▸ SET EXERCISE A:
List every web address (URL) that appears in the DiskANN post below.
▸ SET EXERCISE B:
Please reproduce the part of the DiskANN post that opens with the words containing "Re: [I] Should" and closes with "the same conditions).".
▸ SET EXERCISE C:
According to the DiskANN post, which method performed better in low memory environments?

** begin SELECTION **

You are viewing a plain text version of this content. The canonical link for it is here.

Posted to issues@lucene.apache.org by "benwtrent (via GitHub)" <gi...@apache.org> on 2024/02/06 14:11:12 UTC

Re: [I] Should we explore DiskANN for aKNN vector search? [lucene]

benwtrent commented on issue #12615:
URL: https://github.com/apache/lucene/issues/12615#issuecomment-1929761190

   So, I did some of my own experiments. I tested Vamana (vectors in-graph) & HNSW, both with `int8` quantization (here is my Lucene branch: https://github.com/apache/lucene/compare/main...benwtrent:lucene:feature/diskann-exp & lucene-util branch: https://github.com/mikemccand/luceneutil/compare/master...benwtrent:luceneutil:feature/vamana-testing) 
   
   In low memory environments, HNSW performed better (confirming the results here: https://github.com/apache/lucene/issues/12615#issuecomment-1806615864). When the vectors are in the graph for Vamana, there were many more page faults (NOTE: I was not using PQ, but trying an apples-to-apples comparison of HNSW & vamana in the same conditions).

** end SELECTION **
** begin RECORDS **

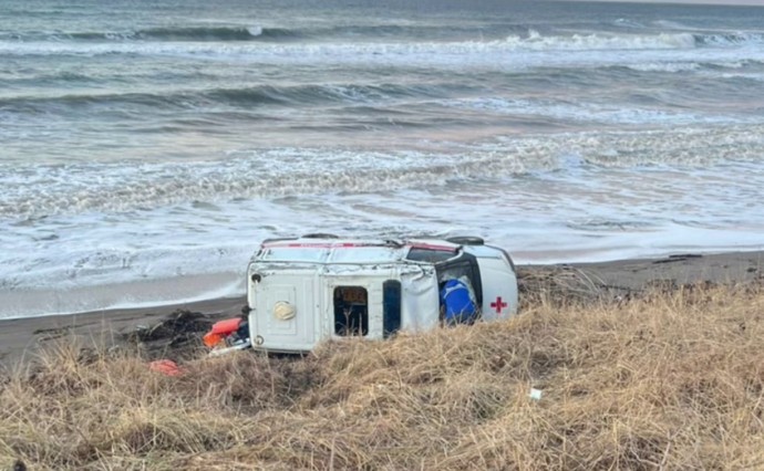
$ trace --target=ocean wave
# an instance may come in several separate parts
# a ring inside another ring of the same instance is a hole
[[[242,33],[250,34],[248,30]],[[256,36],[259,38],[259,36]],[[407,41],[363,42],[358,40],[327,43],[262,43],[237,42],[156,42],[132,41],[113,43],[76,42],[30,42],[0,41],[3,55],[208,55],[208,56],[275,56],[275,57],[348,57],[348,56],[406,56],[406,55],[479,55],[507,52],[555,52],[555,51],[640,51],[640,50],[688,50],[698,45],[698,39],[690,33],[678,34],[574,34],[543,35],[530,30],[527,34],[513,34],[495,40],[468,41]]]
[[[0,41],[25,42],[229,42],[229,41],[278,41],[300,38],[297,30],[287,28],[262,28],[259,25],[234,27],[167,27],[124,31],[4,31]]]
[[[0,108],[3,113],[28,113],[34,109],[40,113],[65,113],[73,108],[90,108],[103,105],[120,105],[125,109],[136,107],[173,109],[198,109],[210,104],[234,107],[257,105],[310,106],[317,104],[391,104],[404,97],[437,98],[453,93],[455,88],[467,88],[466,85],[423,84],[301,84],[301,85],[257,85],[251,87],[230,88],[187,88],[151,92],[99,92],[66,93],[59,95],[18,95],[1,97]]]
[[[24,219],[195,200],[399,191],[577,171],[581,166],[706,168],[727,159],[761,165],[762,136],[762,125],[741,125],[508,137],[447,154],[279,148],[242,150],[223,161],[2,165],[0,216]]]
[[[763,45],[764,33],[703,33],[693,34],[700,46]]]

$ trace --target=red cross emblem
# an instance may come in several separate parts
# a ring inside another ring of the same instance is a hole
[[[491,303],[491,307],[496,307],[496,314],[502,314],[502,308],[506,306],[507,303],[502,302],[502,296],[498,296],[496,302]]]

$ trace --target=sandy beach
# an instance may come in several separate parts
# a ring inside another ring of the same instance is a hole
[[[722,254],[674,254],[662,259],[601,263],[518,265],[522,302],[543,293],[557,300],[618,300],[649,289],[692,283],[751,283],[764,280],[764,251]],[[6,367],[31,358],[45,344],[78,337],[84,344],[120,343],[136,329],[156,325],[179,312],[214,322],[235,316],[244,297],[187,304],[99,311],[0,321],[0,360]]]

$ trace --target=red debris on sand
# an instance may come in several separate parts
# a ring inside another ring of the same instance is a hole
[[[172,359],[157,359],[148,364],[148,369],[159,371],[167,376],[178,376],[183,374],[177,363]]]

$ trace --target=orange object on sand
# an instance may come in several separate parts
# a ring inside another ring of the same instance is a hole
[[[148,369],[163,373],[167,376],[177,376],[183,373],[177,363],[173,362],[172,359],[154,360],[148,364]]]
[[[205,334],[204,337],[202,337],[202,341],[204,342],[204,344],[205,344],[206,346],[208,346],[209,348],[211,348],[211,347],[214,347],[215,345],[217,345],[217,344],[219,344],[220,342],[223,342],[223,335],[217,335],[217,334],[213,334],[211,332],[208,332],[208,333]]]
[[[230,335],[239,329],[239,325],[241,325],[241,322],[242,321],[239,317],[218,321],[215,324],[213,324],[213,331],[210,333],[218,335]]]
[[[209,348],[218,345],[224,338],[238,331],[242,322],[239,317],[216,322],[213,324],[213,329],[203,337],[204,344]]]

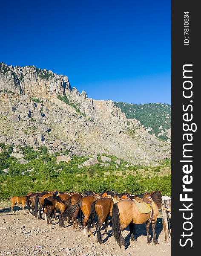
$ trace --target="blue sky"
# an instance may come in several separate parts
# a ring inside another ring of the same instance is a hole
[[[88,97],[171,103],[171,1],[4,1],[0,61],[69,77]]]

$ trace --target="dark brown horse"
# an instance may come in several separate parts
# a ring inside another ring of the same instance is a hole
[[[74,205],[74,204],[75,204],[79,200],[82,199],[83,198],[83,195],[81,194],[79,194],[78,193],[75,193],[74,194],[73,194],[72,195],[70,196],[66,201],[66,209],[68,209],[72,205]],[[80,221],[81,218],[81,216],[80,211],[79,213],[80,213],[79,216]],[[75,216],[73,216],[72,217],[72,218],[71,218],[72,221],[72,226],[73,228],[77,228],[78,227],[76,217],[77,216],[75,216]],[[70,219],[68,219],[68,220],[69,221],[70,221]]]
[[[155,236],[155,223],[159,209],[161,207],[162,196],[161,192],[157,191],[152,193],[151,196],[155,203],[153,210],[155,221],[154,223],[152,223],[153,240],[155,244],[157,245],[158,243]],[[135,224],[142,224],[146,222],[147,243],[151,243],[149,235],[150,218],[150,213],[140,212],[133,200],[123,200],[115,204],[112,209],[112,231],[116,242],[120,247],[123,247],[125,249],[126,242],[121,235],[121,231],[129,225],[131,240],[136,241],[134,236]]]
[[[114,204],[112,199],[104,198],[98,199],[93,202],[91,207],[90,216],[87,223],[87,228],[90,233],[90,227],[94,226],[94,219],[97,215],[98,221],[95,224],[97,233],[97,241],[100,244],[103,243],[103,237],[100,233],[100,228],[105,222],[105,233],[107,234],[107,226],[108,225],[108,217],[112,216],[112,211]]]
[[[53,194],[53,195],[49,196],[45,198],[44,201],[44,207],[46,209],[47,223],[52,224],[52,221],[51,218],[51,215],[55,216],[55,211],[56,210],[59,211],[59,219],[60,227],[63,227],[63,221],[61,217],[64,212],[66,206],[66,203],[59,196]]]
[[[96,197],[92,195],[88,195],[78,200],[75,204],[70,206],[66,209],[63,215],[62,219],[63,221],[66,220],[67,218],[69,220],[76,219],[79,211],[81,210],[84,215],[83,223],[83,236],[87,236],[86,234],[86,223],[90,216],[92,203],[96,200]],[[90,230],[89,230],[89,235],[90,236],[93,235]]]
[[[34,215],[34,207],[35,205],[35,200],[37,195],[38,195],[38,193],[33,193],[27,196],[26,198],[26,203],[29,212],[29,213],[32,213],[33,215]],[[31,204],[32,204],[32,206],[31,206]],[[31,212],[31,209],[32,211],[32,212]]]
[[[35,204],[34,204],[34,212],[35,216],[37,218],[37,211],[38,211],[38,205],[39,204],[39,209],[38,210],[38,219],[41,220],[43,219],[42,217],[41,211],[43,207],[44,201],[45,198],[48,198],[49,196],[52,196],[54,194],[52,192],[48,193],[48,192],[44,192],[43,193],[40,193],[36,195],[35,199]]]

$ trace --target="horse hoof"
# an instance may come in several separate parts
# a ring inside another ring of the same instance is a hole
[[[121,248],[122,250],[124,250],[126,249],[126,246],[125,245],[121,245]]]

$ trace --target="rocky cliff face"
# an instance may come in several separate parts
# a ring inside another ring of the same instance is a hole
[[[141,164],[170,157],[168,143],[126,119],[112,101],[80,93],[67,76],[1,63],[0,92],[0,137],[6,143],[70,148],[78,155],[106,153]]]
[[[68,77],[34,66],[12,67],[0,63],[0,90],[17,93],[64,94],[72,90]]]

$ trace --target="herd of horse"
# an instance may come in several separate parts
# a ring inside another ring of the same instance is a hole
[[[129,225],[130,240],[136,241],[135,224],[146,223],[147,241],[151,241],[149,238],[149,225],[153,231],[153,241],[155,245],[158,244],[155,232],[155,224],[159,211],[161,207],[161,192],[156,191],[151,193],[132,195],[130,193],[116,193],[114,191],[103,192],[101,195],[93,191],[84,192],[60,192],[58,191],[42,192],[27,194],[25,197],[13,197],[11,198],[11,207],[13,214],[13,207],[16,204],[22,204],[23,213],[24,207],[27,206],[30,213],[39,220],[44,220],[42,213],[48,224],[52,223],[54,218],[59,219],[59,225],[64,227],[72,224],[73,228],[83,227],[83,236],[87,236],[87,228],[90,236],[93,235],[91,231],[95,227],[97,241],[103,242],[100,229],[105,223],[105,233],[107,234],[109,217],[111,216],[110,225],[116,242],[120,247],[126,247],[125,240],[121,231]],[[146,213],[142,213],[140,206],[144,204],[150,209]],[[57,216],[56,212],[59,212]],[[95,220],[98,220],[95,224]],[[66,221],[66,223],[65,223]],[[65,225],[65,224],[66,225]]]

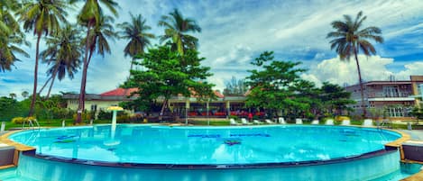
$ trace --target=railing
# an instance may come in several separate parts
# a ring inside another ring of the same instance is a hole
[[[382,97],[409,97],[412,95],[410,92],[400,92],[396,94],[386,93],[368,93],[369,98],[382,98]]]

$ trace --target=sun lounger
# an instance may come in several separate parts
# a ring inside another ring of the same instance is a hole
[[[285,119],[282,117],[278,118],[278,123],[286,124]]]
[[[343,120],[341,125],[349,126],[349,125],[351,125],[351,121],[350,120]]]
[[[266,123],[275,123],[275,122],[271,122],[271,121],[269,120],[269,119],[265,119],[264,122],[266,122]]]
[[[363,122],[363,126],[369,127],[372,125],[373,125],[373,121],[372,119],[364,119],[364,121]]]
[[[241,118],[241,123],[243,123],[244,125],[253,124],[252,122],[249,122],[245,118]]]
[[[327,119],[326,122],[325,122],[326,125],[334,125],[334,120],[333,119]]]
[[[311,124],[318,124],[318,120],[313,120],[313,121],[311,121]]]
[[[262,124],[263,123],[262,122],[260,122],[258,120],[253,120],[253,122],[255,123],[255,124]]]
[[[238,123],[235,120],[234,120],[233,118],[229,119],[229,123],[231,125],[241,125],[241,123]]]

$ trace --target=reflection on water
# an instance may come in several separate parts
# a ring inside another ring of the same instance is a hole
[[[115,137],[115,138],[112,138]],[[25,131],[11,139],[59,157],[134,163],[230,164],[326,160],[383,149],[399,135],[335,126],[118,125]]]

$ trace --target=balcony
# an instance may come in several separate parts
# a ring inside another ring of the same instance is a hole
[[[410,92],[399,93],[368,93],[369,101],[414,101]]]

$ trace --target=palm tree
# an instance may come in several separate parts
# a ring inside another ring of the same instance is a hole
[[[161,36],[161,41],[171,40],[172,48],[178,50],[182,55],[187,49],[196,49],[198,40],[187,34],[189,32],[201,32],[201,28],[196,23],[196,21],[184,18],[178,9],[174,9],[169,14],[170,16],[161,16],[161,20],[159,21],[159,26],[165,27],[164,35]]]
[[[0,0],[0,71],[11,70],[15,61],[19,61],[16,53],[25,57],[29,55],[17,45],[26,44],[25,36],[21,32],[19,23],[12,14],[19,4],[11,0]]]
[[[330,49],[335,49],[341,60],[350,60],[352,55],[355,58],[362,95],[361,105],[363,108],[363,116],[365,117],[366,108],[364,104],[364,93],[363,90],[362,73],[357,54],[363,53],[366,56],[370,56],[371,54],[375,55],[376,50],[369,40],[382,43],[383,38],[380,36],[382,34],[382,31],[378,27],[370,26],[361,29],[363,22],[366,19],[366,16],[363,16],[363,12],[359,12],[357,14],[355,20],[353,20],[349,15],[344,15],[344,19],[345,22],[332,22],[332,28],[334,28],[336,32],[327,33],[326,38],[333,39],[330,41]]]
[[[51,80],[46,95],[48,99],[56,77],[59,80],[62,80],[68,75],[72,79],[74,74],[78,72],[82,50],[78,30],[72,28],[70,24],[67,24],[56,36],[47,38],[46,44],[47,50],[41,51],[40,55],[44,63],[51,65],[47,70],[47,74],[50,75],[49,80]]]
[[[23,29],[26,32],[33,31],[37,37],[37,45],[35,48],[35,68],[33,77],[32,100],[31,102],[29,116],[33,113],[34,104],[37,94],[38,81],[38,59],[40,52],[40,41],[42,34],[55,34],[60,31],[60,22],[66,23],[66,9],[68,3],[64,0],[38,0],[27,1],[17,12],[19,21],[23,23]]]
[[[70,3],[74,3],[78,0],[71,0]],[[82,111],[85,109],[85,89],[87,86],[87,70],[88,68],[88,53],[92,52],[90,50],[93,47],[93,42],[89,37],[93,37],[90,33],[93,32],[96,26],[100,23],[100,18],[104,15],[104,13],[100,7],[99,3],[102,3],[107,9],[115,15],[117,16],[116,7],[117,3],[114,0],[86,0],[82,7],[82,10],[78,15],[78,19],[80,24],[87,28],[87,36],[85,42],[85,51],[82,67],[82,80],[81,88],[79,92],[79,102],[78,106],[78,117],[76,123],[81,122]],[[92,54],[91,54],[92,55]]]
[[[121,34],[120,38],[129,40],[128,44],[126,44],[124,50],[125,57],[129,55],[133,58],[129,68],[129,77],[131,77],[134,56],[143,54],[145,48],[150,45],[150,39],[155,38],[153,34],[146,32],[152,27],[145,24],[146,20],[143,18],[143,15],[138,14],[133,16],[132,14],[130,15],[131,23],[124,22],[117,24],[122,29],[122,32],[119,32]]]

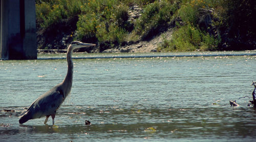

** end RECORDS **

▸ EXERCISE OUTPUT A:
https://github.com/apache/lucene/issues/12615#issuecomment-1929761190
https://github.com/apache/lucene/compare/main...benwtrent:lucene:feature/diskann-exp
https://github.com/mikemccand/luceneutil/compare/master...benwtrent:luceneutil:feature/vamana-testing
https://github.com/apache/lucene/issues/12615#issuecomment-1806615864

▸ EXERCISE OUTPUT B:
Re: [I] Should we explore DiskANN for aKNN vector search? [lucene]

benwtrent commented on issue #12615:
URL: https://github.com/apache/lucene/issues/12615#issuecomment-1929761190

   So, I did some of my own experiments. I tested Vamana (vectors in-graph) & HNSW, both with `int8` quantization (here is my Lucene branch: https://github.com/apache/lucene/compare/main...benwtrent:lucene:feature/diskann-exp & lucene-util branch: https://github.com/mikemccand/luceneutil/compare/master...benwtrent:luceneutil:feature/vamana-testing) 
   
   In low memory environments, HNSW performed better (confirming the results here: https://github.com/apache/lucene/issues/12615#issuecomment-1806615864). When the vectors are in the graph for Vamana, there were many more page faults (NOTE: I was not using PQ, but trying an apples-to-apples comparison of HNSW & vamana in the same conditions).

▸ EXERCISE OUTPUT C:
HNSW